-- begin Input --

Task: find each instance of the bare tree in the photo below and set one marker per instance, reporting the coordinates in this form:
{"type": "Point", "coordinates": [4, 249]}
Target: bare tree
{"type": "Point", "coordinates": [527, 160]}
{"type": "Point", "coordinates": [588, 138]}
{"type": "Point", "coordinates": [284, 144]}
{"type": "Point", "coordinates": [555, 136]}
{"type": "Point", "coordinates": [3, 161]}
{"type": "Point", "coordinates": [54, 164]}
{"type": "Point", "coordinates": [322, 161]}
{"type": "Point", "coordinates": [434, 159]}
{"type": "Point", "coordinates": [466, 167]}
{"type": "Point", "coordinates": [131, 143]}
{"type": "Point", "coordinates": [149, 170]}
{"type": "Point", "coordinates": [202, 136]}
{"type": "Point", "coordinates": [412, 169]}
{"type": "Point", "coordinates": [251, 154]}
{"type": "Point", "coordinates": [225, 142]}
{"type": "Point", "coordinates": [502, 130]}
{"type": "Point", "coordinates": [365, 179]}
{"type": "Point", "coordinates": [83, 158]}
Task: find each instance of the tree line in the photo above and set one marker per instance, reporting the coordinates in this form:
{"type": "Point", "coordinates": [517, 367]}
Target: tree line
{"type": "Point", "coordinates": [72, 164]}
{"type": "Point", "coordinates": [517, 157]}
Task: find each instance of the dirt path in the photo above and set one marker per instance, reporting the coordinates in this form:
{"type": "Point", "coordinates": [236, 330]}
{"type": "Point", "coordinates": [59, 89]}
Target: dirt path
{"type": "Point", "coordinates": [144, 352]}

-- end Input --

Stated exercise:
Add 45 to every coordinate in the answer points and write out again the part of the data that opens with the line containing "Task: find each instance of the dirt" and runs through the end of the data, keeping the request lines and their format samples unchanged.

Finished task:
Task: find each instance of the dirt path in the photo above and set one marker per instance, reporting the coordinates in this form:
{"type": "Point", "coordinates": [236, 330]}
{"type": "Point", "coordinates": [59, 89]}
Target: dirt path
{"type": "Point", "coordinates": [189, 397]}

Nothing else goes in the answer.